**Page extract:**

»»

July 2011 Critical Care Journal Club
Monday, July 25, 2011 at 9:45AM
Rick Robbins, M.D. in antibiotics, blood cultures, fluid bolus, guidelines, influenza vaccination, pneumococcal vaccination, pneumonia, septic shock, smoking cessation

Reference as : Raschke RA, Robbins RA. July 2011 Critical Club Journal Club. Southwest J Pulm Crit Care 2011;3:11-14. (Click here for PDF version)

Maitland K et al.  Mortality after fluid bolus in African children with severe infection.  N Engl J Med 2011;364:2483-95.  (Click here for PDF version)

I think this paper is potentially one of the most important we’ve reviewed in the past year.  Please carefully review it yourself – the following is just a brief summary, with some editorial comment. 

The authors set out to prove a fundamental hypothesis – that a fluid bolus is beneficial for children with severe febrile illness with impaired perfusion.  Shockingly, (no pun intended), they found the reverse.  Fluid bolus therapy significantly increased mortality – with one excess death for every 30 children who received fluid bolus therapy.  How can this be?

««

**Work task 1:**
Answer these questions about the journal club page:
(a) What date does the page give for the posting?
(b) In which journal and in what year was the Maitland et al. study published?
(c) According to the summary, for how many children receiving fluid bolus therapy was there one excess death?
**Work task 2:**
Quote the journal club page word for word, starting at "Maitland K et" and ending at "can this be?".

**Provided material:**
»»

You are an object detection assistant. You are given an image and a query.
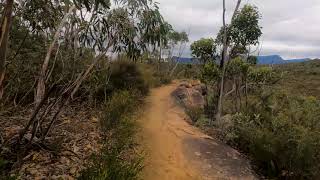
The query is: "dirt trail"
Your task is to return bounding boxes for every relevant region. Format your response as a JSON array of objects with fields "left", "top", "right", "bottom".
[{"left": 141, "top": 83, "right": 255, "bottom": 180}]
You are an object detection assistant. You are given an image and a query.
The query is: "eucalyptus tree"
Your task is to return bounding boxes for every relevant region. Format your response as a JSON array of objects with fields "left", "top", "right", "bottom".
[
  {"left": 167, "top": 30, "right": 189, "bottom": 58},
  {"left": 11, "top": 0, "right": 172, "bottom": 146},
  {"left": 0, "top": 0, "right": 14, "bottom": 100},
  {"left": 191, "top": 38, "right": 218, "bottom": 64}
]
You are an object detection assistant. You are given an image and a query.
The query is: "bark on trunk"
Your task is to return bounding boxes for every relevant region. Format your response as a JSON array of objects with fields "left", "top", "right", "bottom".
[
  {"left": 0, "top": 0, "right": 13, "bottom": 100},
  {"left": 35, "top": 6, "right": 75, "bottom": 106},
  {"left": 216, "top": 0, "right": 241, "bottom": 120}
]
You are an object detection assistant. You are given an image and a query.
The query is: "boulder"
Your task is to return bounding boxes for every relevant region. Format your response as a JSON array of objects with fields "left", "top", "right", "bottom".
[{"left": 172, "top": 81, "right": 206, "bottom": 108}]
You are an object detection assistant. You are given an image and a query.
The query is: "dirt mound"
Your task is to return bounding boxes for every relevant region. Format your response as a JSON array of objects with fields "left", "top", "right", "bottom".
[{"left": 172, "top": 80, "right": 206, "bottom": 108}]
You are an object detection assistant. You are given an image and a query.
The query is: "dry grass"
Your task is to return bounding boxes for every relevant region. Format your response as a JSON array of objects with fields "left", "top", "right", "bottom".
[{"left": 276, "top": 60, "right": 320, "bottom": 99}]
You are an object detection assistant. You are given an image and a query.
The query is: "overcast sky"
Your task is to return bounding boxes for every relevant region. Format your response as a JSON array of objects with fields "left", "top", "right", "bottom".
[{"left": 157, "top": 0, "right": 320, "bottom": 58}]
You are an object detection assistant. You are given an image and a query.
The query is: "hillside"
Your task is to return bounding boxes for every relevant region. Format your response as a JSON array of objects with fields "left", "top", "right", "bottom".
[{"left": 276, "top": 60, "right": 320, "bottom": 98}]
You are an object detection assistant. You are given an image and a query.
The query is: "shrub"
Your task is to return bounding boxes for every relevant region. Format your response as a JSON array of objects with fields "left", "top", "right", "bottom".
[
  {"left": 226, "top": 93, "right": 320, "bottom": 179},
  {"left": 107, "top": 60, "right": 150, "bottom": 95},
  {"left": 185, "top": 107, "right": 203, "bottom": 123},
  {"left": 79, "top": 91, "right": 142, "bottom": 180}
]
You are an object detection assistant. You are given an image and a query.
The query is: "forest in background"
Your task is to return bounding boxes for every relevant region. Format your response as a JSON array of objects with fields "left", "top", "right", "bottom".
[{"left": 0, "top": 0, "right": 320, "bottom": 179}]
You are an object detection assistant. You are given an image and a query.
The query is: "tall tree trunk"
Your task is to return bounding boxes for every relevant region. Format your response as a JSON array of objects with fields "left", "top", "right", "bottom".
[
  {"left": 35, "top": 6, "right": 75, "bottom": 106},
  {"left": 0, "top": 0, "right": 13, "bottom": 100},
  {"left": 216, "top": 0, "right": 241, "bottom": 121}
]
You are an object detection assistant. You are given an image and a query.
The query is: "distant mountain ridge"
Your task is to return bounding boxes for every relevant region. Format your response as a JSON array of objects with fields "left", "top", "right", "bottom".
[
  {"left": 257, "top": 55, "right": 310, "bottom": 64},
  {"left": 173, "top": 55, "right": 310, "bottom": 65}
]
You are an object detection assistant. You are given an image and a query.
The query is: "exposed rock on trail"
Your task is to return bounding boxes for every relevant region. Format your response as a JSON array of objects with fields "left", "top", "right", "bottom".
[
  {"left": 141, "top": 83, "right": 256, "bottom": 180},
  {"left": 172, "top": 80, "right": 207, "bottom": 108}
]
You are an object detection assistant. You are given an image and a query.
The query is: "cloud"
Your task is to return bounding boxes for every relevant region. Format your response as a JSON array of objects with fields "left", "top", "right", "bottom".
[{"left": 158, "top": 0, "right": 320, "bottom": 58}]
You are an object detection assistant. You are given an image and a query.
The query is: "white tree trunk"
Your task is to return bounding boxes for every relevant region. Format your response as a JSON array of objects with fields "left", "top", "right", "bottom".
[{"left": 35, "top": 6, "right": 76, "bottom": 106}]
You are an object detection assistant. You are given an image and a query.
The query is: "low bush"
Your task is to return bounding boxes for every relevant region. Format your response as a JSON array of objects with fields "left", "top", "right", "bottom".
[
  {"left": 229, "top": 93, "right": 320, "bottom": 179},
  {"left": 79, "top": 91, "right": 142, "bottom": 180},
  {"left": 107, "top": 60, "right": 149, "bottom": 95},
  {"left": 185, "top": 107, "right": 203, "bottom": 123}
]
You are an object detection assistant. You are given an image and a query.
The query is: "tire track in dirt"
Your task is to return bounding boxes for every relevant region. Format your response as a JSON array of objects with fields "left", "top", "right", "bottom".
[{"left": 141, "top": 83, "right": 256, "bottom": 180}]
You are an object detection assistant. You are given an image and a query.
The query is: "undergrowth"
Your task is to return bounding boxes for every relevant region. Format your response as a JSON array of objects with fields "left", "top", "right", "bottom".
[{"left": 79, "top": 91, "right": 143, "bottom": 180}]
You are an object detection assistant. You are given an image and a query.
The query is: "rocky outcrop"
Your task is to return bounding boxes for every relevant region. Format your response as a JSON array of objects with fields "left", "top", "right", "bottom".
[{"left": 172, "top": 80, "right": 206, "bottom": 108}]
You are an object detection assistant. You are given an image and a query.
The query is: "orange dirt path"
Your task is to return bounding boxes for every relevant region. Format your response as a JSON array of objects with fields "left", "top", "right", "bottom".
[{"left": 141, "top": 83, "right": 255, "bottom": 180}]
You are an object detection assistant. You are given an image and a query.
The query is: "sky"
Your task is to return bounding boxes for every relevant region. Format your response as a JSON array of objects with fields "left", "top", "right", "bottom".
[{"left": 157, "top": 0, "right": 320, "bottom": 59}]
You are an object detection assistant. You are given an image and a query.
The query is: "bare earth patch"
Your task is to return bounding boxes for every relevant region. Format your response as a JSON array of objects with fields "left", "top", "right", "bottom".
[{"left": 141, "top": 83, "right": 256, "bottom": 180}]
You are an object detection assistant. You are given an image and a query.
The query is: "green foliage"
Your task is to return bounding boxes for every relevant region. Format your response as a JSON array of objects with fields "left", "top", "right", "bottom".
[
  {"left": 226, "top": 57, "right": 250, "bottom": 78},
  {"left": 248, "top": 67, "right": 279, "bottom": 85},
  {"left": 191, "top": 38, "right": 217, "bottom": 63},
  {"left": 107, "top": 60, "right": 150, "bottom": 95},
  {"left": 216, "top": 4, "right": 262, "bottom": 58},
  {"left": 201, "top": 62, "right": 221, "bottom": 85},
  {"left": 185, "top": 107, "right": 203, "bottom": 123},
  {"left": 274, "top": 60, "right": 320, "bottom": 99},
  {"left": 231, "top": 93, "right": 320, "bottom": 179},
  {"left": 230, "top": 5, "right": 262, "bottom": 47},
  {"left": 79, "top": 91, "right": 142, "bottom": 180}
]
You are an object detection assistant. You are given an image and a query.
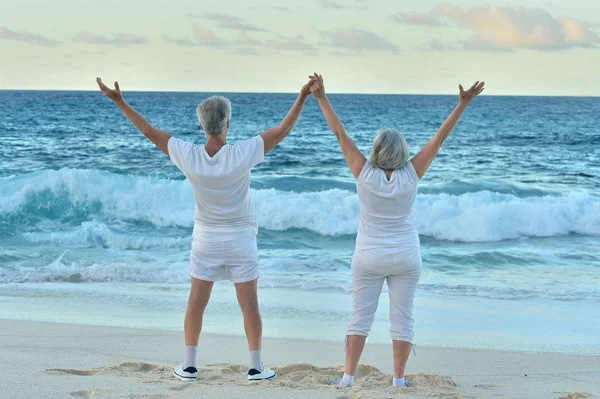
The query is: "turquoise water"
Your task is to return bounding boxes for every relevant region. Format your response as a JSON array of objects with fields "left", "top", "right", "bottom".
[{"left": 0, "top": 91, "right": 600, "bottom": 354}]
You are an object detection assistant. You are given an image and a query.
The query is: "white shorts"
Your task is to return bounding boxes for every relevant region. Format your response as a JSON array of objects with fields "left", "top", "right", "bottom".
[{"left": 190, "top": 237, "right": 258, "bottom": 283}]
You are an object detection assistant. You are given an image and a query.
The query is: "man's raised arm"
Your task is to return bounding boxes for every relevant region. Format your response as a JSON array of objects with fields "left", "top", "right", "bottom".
[{"left": 96, "top": 78, "right": 171, "bottom": 155}]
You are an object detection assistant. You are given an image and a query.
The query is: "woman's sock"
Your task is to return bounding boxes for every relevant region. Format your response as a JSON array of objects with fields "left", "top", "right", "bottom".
[
  {"left": 392, "top": 377, "right": 405, "bottom": 387},
  {"left": 183, "top": 345, "right": 198, "bottom": 370},
  {"left": 250, "top": 349, "right": 264, "bottom": 373},
  {"left": 340, "top": 373, "right": 354, "bottom": 387}
]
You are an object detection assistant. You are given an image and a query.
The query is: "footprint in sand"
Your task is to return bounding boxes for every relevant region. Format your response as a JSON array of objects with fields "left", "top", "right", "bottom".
[
  {"left": 54, "top": 362, "right": 462, "bottom": 399},
  {"left": 558, "top": 392, "right": 591, "bottom": 399},
  {"left": 71, "top": 391, "right": 96, "bottom": 399}
]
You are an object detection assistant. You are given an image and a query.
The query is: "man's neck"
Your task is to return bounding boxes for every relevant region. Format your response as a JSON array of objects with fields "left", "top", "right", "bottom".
[{"left": 204, "top": 134, "right": 227, "bottom": 157}]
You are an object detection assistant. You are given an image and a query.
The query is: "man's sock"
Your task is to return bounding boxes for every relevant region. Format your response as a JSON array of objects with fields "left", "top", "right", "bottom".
[
  {"left": 183, "top": 345, "right": 198, "bottom": 370},
  {"left": 250, "top": 349, "right": 265, "bottom": 373},
  {"left": 392, "top": 377, "right": 405, "bottom": 387}
]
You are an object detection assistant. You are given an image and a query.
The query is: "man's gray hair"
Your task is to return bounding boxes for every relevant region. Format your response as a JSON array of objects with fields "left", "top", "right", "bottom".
[
  {"left": 371, "top": 127, "right": 410, "bottom": 170},
  {"left": 196, "top": 96, "right": 231, "bottom": 136}
]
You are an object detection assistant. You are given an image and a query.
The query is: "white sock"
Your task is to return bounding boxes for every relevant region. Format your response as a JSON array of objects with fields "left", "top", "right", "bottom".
[
  {"left": 250, "top": 349, "right": 265, "bottom": 373},
  {"left": 392, "top": 377, "right": 405, "bottom": 387},
  {"left": 340, "top": 373, "right": 354, "bottom": 387},
  {"left": 183, "top": 345, "right": 198, "bottom": 370}
]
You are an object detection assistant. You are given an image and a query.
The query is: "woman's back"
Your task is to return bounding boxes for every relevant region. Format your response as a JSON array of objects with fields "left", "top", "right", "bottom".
[{"left": 356, "top": 161, "right": 419, "bottom": 250}]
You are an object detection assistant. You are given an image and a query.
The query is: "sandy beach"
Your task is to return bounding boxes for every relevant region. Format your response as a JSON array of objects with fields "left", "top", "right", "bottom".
[{"left": 0, "top": 320, "right": 600, "bottom": 399}]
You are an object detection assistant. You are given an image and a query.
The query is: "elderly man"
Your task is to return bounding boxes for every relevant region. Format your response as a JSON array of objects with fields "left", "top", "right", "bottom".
[{"left": 97, "top": 78, "right": 313, "bottom": 381}]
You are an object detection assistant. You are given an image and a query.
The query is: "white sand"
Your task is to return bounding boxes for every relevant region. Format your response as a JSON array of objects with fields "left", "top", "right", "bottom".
[{"left": 0, "top": 320, "right": 600, "bottom": 399}]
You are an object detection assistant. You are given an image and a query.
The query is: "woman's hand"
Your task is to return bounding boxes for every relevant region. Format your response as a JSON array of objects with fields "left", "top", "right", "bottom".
[
  {"left": 96, "top": 78, "right": 123, "bottom": 103},
  {"left": 300, "top": 76, "right": 314, "bottom": 97},
  {"left": 310, "top": 72, "right": 325, "bottom": 99},
  {"left": 458, "top": 81, "right": 485, "bottom": 105}
]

««

**Problem solution 1:**
(a) Monday, July 25, 2011.
(b) N Engl J Med, 2011.
(c) 30.

**Problem solution 2:**
Maitland K et al.  Mortality after fluid bolus in African children with severe infection.  N Engl J Med 2011;364:2483-95.  (Click here for PDF version)

I think this paper is potentially one of the most important we’ve reviewed in the past year.  Please carefully review it yourself – the following is just a brief summary, with some editorial comment. 

The authors set out to prove a fundamental hypothesis – that a fluid bolus is beneficial for children with severe febrile illness with impaired perfusion.  Shockingly, (no pun intended), they found the reverse.  Fluid bolus therapy significantly increased mortality – with one excess death for every 30 children who received fluid bolus therapy.  How can this be?